For years, I’ve been like this. Maybe it’s because I’m a freak when it comes to keeping my face and hair healthy. Maybe it’s because I’m just simple like that.

I’ve never been girly nor wanted to be. I don’t mean that I look like a boy, but I’ve never been into pink( even though I dyed my hair ends hot pink once), skirts, heels or looking that femenine. I always wore a black t-shirt with jeans and converse. I’m not like that anymore, but I’m still pretty simple.

But the thing is that, as good as my skin is, as not that bad as my hair is, as comfortable and as much as I love to dress and be simple, these things are not being enough lately. I don’t know if its that I’ve been watching a lot of beauty gurus on youtube or that I’m simply growing up. But suddenly, I want to look pretty and polished. I still want to be simple because there is nothing more that I love than simplicity, but I want my hair and face to look good, I want to dress more elegant, sometimes I even want to wear heels (WHAAAT? That is insanely weird for me.)

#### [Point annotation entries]
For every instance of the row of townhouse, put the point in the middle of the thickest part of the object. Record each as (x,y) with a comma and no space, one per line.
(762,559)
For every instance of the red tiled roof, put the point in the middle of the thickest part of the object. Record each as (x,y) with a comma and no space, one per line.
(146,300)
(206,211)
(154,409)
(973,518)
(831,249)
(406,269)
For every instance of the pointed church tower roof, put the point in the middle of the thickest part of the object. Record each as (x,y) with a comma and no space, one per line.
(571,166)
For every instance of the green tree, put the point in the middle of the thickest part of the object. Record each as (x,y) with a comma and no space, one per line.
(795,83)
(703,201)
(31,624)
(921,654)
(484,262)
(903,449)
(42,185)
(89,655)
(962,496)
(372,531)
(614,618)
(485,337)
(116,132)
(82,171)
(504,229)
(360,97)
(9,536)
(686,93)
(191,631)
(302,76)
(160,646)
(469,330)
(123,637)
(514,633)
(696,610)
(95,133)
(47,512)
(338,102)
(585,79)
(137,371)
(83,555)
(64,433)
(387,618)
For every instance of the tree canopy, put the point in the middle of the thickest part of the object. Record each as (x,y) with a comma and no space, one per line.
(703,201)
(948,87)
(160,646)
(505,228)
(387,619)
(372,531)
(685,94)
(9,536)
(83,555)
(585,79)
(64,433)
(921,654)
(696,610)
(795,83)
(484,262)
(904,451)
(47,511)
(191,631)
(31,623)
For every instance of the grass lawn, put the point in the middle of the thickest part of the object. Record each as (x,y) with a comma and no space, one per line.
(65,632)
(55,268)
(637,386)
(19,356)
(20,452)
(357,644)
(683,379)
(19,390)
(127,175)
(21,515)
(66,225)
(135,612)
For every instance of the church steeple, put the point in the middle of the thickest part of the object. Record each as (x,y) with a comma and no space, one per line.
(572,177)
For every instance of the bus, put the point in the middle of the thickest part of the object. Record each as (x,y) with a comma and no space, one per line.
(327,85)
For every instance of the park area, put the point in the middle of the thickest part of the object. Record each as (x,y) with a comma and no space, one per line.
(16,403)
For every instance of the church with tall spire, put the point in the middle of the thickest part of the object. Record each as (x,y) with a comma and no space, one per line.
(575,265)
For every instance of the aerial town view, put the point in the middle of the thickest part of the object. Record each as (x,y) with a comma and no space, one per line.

#### [Exercise requirements]
• a. In the personal reflection above, what did the writer always wear?
• b. Tally the lines of the entries that contain the string "tree". Reply with the number alone.

#### [Full answers]
• a. A black t-shirt with jeans and converse.

• b. 2